### Excerpt provided
Donald Boudreaux contrasts two theories of depression, the Keynesian and one from Robert Higgs:
Perhaps ironically, one of the most powerful challenges to any
Keynesian diagnosis of economic ailments also focuses on inadequate
investment spending, but from a wholly different perspective. That
challenge is today most closely associated with the economist Robert
Higgs.
Higgs' careful look at the data on the Great Depression and World War
II convinced him that (1) a U.S. economy producing genuine prosperity
wasn't restored until 1946, and (2) investors hunkered down, especially
from 1935-40, because New Deal regulations -- along with President
Franklin Roosevelt's increasingly vocal hostility to enterprise and
successful risk-takers -- created too much uncertainty about how
government would treat profits and wealth accumulation.
The "regime uncertainty" -- described by Higgs as "a pervasive
uncertainty among investors about the security of their property rights
in their capital and its prospective returns" -- unleashed by actual and
threatened New Deal interventions made private innovation and
entrepreneurial effort simply too unattractive. So private investment
spending largely ground to a halt during FDR's reign.
Both are essentially arguing that the focus should not be on the demand side, as both Keynesians and monetarists have argued, but on the supply side. To understand the reason that recovery was so slow in the Great Depression, and by extension the reason we see so little recovery now, look not to the theories of macroeconomics, but to some of the literature on economic growth and development that argues that secure property rights and an impartial legal system are keys to economic growth.

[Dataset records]
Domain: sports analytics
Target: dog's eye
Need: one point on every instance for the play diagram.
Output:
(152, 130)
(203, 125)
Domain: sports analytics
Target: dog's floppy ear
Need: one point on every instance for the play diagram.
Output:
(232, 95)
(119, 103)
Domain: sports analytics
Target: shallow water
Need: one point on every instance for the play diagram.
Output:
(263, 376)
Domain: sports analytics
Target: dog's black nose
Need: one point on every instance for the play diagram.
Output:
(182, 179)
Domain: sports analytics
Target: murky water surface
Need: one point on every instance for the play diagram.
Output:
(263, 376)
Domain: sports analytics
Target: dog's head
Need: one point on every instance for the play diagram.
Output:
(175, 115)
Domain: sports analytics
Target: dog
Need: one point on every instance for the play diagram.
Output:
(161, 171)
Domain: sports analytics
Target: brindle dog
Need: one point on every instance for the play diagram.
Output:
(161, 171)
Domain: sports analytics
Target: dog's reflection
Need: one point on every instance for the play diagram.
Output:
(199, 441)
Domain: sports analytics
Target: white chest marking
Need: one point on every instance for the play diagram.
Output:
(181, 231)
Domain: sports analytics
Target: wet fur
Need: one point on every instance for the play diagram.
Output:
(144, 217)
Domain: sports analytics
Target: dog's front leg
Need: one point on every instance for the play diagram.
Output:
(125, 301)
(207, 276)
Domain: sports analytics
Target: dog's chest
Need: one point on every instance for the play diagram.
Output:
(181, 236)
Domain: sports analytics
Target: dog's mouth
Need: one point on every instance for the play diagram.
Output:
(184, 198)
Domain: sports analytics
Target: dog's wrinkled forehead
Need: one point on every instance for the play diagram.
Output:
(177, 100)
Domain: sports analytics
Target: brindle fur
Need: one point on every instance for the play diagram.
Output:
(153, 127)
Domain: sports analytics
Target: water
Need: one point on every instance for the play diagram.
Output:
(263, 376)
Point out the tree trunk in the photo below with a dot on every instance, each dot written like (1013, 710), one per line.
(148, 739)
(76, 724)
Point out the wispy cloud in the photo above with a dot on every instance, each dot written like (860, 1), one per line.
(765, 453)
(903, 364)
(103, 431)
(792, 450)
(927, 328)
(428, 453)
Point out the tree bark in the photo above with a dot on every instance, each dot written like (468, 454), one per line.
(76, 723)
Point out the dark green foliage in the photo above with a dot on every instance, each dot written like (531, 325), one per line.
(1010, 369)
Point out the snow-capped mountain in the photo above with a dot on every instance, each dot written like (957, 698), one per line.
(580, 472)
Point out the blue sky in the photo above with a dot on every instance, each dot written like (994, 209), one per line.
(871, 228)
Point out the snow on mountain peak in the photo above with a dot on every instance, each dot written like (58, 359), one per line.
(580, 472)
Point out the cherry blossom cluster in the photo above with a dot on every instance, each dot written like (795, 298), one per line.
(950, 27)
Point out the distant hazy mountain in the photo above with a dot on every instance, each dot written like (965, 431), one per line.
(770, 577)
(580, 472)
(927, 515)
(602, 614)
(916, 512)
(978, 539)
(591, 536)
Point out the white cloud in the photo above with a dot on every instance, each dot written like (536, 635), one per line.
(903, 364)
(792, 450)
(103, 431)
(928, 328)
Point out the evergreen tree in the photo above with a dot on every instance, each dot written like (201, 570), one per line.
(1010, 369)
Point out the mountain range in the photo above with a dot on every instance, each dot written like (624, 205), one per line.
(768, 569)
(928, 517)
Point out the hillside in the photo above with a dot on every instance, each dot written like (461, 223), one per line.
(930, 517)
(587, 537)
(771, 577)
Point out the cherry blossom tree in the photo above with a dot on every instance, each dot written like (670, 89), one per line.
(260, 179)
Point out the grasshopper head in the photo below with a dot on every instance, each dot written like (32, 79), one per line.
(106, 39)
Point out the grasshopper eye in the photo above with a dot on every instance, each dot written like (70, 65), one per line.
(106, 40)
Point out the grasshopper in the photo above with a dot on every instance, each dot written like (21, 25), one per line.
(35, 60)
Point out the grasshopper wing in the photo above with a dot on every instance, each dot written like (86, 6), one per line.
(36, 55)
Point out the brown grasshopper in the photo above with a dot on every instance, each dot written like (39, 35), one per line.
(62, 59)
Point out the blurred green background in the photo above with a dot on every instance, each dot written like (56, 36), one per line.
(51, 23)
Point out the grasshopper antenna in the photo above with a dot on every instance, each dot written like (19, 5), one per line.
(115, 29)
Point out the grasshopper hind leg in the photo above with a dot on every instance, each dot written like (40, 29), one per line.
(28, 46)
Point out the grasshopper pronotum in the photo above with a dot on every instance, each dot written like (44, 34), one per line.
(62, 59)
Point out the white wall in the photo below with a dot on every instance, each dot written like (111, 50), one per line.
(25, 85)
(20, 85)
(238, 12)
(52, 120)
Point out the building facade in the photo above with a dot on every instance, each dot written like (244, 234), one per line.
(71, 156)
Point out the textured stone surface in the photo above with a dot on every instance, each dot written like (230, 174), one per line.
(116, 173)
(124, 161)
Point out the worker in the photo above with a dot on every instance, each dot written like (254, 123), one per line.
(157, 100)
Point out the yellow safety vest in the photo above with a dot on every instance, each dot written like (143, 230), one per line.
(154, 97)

### Things to do
- a) Translate this sentence from the passage on theories of depression into Spanish: "So private investment spending largely ground to a halt during FDR's reign."
- b) In the passage on theories of depression, write out the text from "Higgs' careful look" to "and wealth accumulation." again, switching "hunkered down" to "held back".
- c) According to the passage on theories of depression, in what year did Higgs conclude that a U.S. economy producing genuine prosperity was restored?

### Solutions to the tasks
- a) Así que el gasto de inversión privada se detuvo en gran medida durante el mandato de FDR.

- b)
Higgs' careful look at the data on the Great Depression and World War
II convinced him that (1) a U.S. economy producing genuine prosperity
wasn't restored until 1946, and (2) investors held back, especially
from 1935-40, because New Deal regulations -- along with President
Franklin Roosevelt's increasingly vocal hostility to enterprise and
successful risk-takers -- created too much uncertainty about how
government would treat profits and wealth accumulation.

- c) 1946